Instructions for the task: Down to the last line, repeat the entries exactly and drop any image.

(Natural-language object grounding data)
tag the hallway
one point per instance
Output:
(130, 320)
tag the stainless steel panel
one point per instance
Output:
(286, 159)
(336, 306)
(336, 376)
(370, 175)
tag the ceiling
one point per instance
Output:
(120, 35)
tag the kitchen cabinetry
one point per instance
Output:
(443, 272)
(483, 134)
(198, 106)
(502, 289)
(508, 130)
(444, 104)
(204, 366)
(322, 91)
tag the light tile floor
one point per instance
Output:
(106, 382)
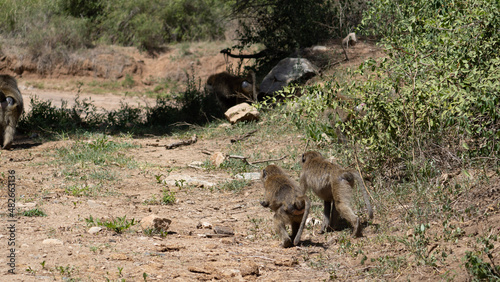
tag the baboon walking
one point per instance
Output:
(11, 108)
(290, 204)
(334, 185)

Task output:
tag the hallway
one point per instance
Output:
(130, 320)
tag the stainless steel panel
one point per instance
Output:
(286, 159)
(336, 306)
(336, 376)
(370, 175)
tag the ceiling
one point per instance
Output:
(120, 35)
tag the kitchen cabinetry
one point per instance
Output:
(443, 272)
(483, 134)
(198, 106)
(502, 289)
(508, 130)
(444, 104)
(204, 366)
(322, 91)
tag the light tile floor
one point per instance
Output:
(106, 382)
tag the baboon walking
one point per instance
Output:
(11, 108)
(290, 204)
(334, 185)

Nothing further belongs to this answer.